##### Extracted material #####
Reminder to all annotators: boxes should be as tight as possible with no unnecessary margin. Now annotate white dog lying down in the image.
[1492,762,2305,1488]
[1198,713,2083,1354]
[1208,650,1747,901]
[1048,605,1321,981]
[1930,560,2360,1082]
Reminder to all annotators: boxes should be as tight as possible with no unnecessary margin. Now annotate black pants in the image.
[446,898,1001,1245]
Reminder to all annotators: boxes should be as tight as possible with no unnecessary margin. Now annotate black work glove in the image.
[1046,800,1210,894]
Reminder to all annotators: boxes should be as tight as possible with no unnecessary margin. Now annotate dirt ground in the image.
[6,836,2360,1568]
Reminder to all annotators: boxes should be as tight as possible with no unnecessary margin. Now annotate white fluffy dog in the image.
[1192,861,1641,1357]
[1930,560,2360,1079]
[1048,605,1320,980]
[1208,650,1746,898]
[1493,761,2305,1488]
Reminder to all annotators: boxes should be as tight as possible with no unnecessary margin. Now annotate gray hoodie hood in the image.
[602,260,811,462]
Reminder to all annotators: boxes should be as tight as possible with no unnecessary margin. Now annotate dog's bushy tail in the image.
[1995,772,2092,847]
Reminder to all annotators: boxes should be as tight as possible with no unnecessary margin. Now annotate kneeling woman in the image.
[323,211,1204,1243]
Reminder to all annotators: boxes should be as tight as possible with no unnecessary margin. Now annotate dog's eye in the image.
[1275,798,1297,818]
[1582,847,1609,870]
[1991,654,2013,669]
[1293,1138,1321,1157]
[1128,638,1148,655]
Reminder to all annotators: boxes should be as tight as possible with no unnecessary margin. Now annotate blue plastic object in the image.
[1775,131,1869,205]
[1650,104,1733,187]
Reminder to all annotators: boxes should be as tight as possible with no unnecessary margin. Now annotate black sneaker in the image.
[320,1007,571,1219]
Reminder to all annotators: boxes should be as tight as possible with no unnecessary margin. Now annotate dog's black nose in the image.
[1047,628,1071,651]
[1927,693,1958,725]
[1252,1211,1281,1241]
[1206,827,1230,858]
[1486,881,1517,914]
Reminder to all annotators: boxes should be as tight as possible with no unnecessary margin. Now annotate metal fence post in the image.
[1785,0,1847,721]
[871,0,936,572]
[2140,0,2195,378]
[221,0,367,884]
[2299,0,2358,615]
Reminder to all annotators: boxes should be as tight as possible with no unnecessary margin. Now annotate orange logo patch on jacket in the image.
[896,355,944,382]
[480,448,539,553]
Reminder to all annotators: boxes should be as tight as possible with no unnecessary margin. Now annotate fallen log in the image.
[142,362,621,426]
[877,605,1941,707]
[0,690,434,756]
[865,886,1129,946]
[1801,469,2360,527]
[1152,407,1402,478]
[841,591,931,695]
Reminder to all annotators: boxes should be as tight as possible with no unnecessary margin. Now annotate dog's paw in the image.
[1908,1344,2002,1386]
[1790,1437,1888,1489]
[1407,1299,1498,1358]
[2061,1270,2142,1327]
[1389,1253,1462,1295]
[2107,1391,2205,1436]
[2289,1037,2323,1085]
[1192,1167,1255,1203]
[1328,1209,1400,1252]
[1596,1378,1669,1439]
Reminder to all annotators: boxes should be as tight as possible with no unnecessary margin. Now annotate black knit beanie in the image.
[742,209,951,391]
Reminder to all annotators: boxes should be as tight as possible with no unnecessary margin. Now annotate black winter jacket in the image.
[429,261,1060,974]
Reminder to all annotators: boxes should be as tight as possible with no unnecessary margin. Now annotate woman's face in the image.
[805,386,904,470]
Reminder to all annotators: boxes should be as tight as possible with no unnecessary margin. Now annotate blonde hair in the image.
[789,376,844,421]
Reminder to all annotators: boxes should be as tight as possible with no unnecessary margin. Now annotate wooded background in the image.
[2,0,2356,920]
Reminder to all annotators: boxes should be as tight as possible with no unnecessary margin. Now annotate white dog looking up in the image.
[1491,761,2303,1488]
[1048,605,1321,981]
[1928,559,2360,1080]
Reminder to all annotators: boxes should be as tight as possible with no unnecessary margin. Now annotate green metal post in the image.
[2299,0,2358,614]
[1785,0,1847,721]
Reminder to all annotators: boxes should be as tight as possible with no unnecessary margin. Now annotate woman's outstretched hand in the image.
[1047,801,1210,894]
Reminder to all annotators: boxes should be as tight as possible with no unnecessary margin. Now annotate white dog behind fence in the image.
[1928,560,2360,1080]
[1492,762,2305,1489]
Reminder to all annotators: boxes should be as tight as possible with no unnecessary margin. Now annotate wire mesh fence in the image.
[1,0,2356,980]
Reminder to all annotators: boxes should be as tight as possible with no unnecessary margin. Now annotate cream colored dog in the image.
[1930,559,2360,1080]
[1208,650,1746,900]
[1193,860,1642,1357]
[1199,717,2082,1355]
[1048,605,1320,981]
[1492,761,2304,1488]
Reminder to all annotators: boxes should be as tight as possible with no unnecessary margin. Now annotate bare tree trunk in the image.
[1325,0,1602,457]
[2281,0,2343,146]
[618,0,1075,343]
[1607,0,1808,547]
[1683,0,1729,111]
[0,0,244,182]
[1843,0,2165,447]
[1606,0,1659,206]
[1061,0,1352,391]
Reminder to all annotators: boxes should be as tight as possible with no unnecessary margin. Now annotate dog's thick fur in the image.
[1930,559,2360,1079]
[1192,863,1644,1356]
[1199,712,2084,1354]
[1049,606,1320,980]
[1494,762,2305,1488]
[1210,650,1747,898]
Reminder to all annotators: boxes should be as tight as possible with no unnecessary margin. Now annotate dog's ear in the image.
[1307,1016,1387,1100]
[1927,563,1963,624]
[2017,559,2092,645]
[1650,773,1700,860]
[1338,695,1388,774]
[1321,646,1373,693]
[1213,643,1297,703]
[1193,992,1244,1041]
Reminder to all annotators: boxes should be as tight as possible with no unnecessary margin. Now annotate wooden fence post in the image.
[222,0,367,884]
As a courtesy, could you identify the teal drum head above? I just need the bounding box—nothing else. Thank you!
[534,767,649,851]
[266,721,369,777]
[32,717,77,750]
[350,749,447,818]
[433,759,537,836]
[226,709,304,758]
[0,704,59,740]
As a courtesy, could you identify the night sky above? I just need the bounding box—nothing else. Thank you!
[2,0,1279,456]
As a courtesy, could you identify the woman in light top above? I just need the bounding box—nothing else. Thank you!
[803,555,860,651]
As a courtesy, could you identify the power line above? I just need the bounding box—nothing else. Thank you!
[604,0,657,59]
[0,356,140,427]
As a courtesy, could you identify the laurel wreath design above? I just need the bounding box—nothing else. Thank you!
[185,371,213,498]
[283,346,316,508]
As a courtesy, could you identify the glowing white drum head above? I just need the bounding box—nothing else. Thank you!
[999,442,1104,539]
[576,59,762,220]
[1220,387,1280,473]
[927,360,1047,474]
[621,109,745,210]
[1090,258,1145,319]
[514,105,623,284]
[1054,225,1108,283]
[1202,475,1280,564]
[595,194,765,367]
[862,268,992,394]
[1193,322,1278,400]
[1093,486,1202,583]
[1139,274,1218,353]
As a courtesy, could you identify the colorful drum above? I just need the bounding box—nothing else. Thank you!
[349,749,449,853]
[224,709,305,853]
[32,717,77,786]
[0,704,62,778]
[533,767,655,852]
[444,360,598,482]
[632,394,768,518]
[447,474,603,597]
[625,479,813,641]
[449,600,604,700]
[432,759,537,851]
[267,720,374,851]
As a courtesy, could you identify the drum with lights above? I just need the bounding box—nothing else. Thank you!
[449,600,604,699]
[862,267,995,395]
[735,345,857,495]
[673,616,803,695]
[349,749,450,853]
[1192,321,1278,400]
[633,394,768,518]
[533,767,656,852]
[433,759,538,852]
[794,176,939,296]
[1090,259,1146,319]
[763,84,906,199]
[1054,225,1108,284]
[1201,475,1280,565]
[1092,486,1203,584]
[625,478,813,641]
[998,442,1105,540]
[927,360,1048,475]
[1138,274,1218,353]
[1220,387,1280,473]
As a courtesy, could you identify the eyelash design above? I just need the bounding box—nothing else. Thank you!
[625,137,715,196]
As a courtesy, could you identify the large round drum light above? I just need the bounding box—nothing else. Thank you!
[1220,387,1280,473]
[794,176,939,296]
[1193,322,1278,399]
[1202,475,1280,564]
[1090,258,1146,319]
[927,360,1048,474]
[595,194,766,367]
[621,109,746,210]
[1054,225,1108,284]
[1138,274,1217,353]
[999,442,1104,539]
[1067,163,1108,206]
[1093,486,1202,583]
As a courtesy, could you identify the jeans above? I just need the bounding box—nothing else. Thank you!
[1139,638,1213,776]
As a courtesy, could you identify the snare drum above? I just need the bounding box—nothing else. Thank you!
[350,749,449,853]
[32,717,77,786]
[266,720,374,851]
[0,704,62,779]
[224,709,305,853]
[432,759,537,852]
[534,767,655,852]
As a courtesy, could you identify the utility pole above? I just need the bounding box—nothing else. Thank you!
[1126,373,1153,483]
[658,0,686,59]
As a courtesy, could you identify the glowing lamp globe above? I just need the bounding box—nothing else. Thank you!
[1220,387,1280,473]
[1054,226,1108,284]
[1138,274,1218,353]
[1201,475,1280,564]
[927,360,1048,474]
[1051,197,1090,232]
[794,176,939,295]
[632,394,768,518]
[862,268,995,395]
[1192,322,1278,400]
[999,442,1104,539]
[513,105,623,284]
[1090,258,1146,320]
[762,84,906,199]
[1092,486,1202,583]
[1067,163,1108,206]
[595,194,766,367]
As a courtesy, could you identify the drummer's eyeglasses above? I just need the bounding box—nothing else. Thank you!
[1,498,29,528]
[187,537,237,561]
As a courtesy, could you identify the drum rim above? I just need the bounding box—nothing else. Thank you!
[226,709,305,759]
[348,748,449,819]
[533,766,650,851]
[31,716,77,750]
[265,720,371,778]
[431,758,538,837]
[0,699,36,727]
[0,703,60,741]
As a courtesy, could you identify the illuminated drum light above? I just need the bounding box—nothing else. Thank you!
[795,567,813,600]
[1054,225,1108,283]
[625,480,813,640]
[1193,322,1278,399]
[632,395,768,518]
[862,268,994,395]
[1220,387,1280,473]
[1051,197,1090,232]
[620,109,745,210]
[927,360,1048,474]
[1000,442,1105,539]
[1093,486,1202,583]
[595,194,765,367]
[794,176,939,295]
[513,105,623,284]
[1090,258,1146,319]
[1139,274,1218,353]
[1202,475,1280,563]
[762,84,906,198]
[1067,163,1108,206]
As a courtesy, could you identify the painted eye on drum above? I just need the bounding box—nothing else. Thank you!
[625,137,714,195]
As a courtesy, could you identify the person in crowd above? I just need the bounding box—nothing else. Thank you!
#####
Work to be completed: The required output is an exact retyping of the lines from the one that contains "As a courtesy, could you identify the illuminated" through the last line of the material above.

Task output:
As a courtesy, could you identify the illuminated drum light above? I just need the bounding box—nothing else. Thank you!
[795,567,813,600]
[1054,225,1108,283]
[625,480,813,640]
[1193,322,1278,399]
[632,395,768,518]
[862,268,994,395]
[1220,387,1280,473]
[1051,197,1090,232]
[620,109,745,210]
[927,360,1048,474]
[1000,442,1105,539]
[1093,486,1202,583]
[595,194,765,367]
[794,176,939,295]
[513,105,623,284]
[1090,258,1146,319]
[1139,274,1218,353]
[1202,475,1280,563]
[762,84,906,198]
[1067,163,1108,206]
As a courtesy, could you identify the painted eye on drum above? I just need the bounding box—nothing else. Thank you!
[625,137,714,195]
As a courtesy, could you identify the person in crowd above? I just need the bounding box—nothing else. Thank you!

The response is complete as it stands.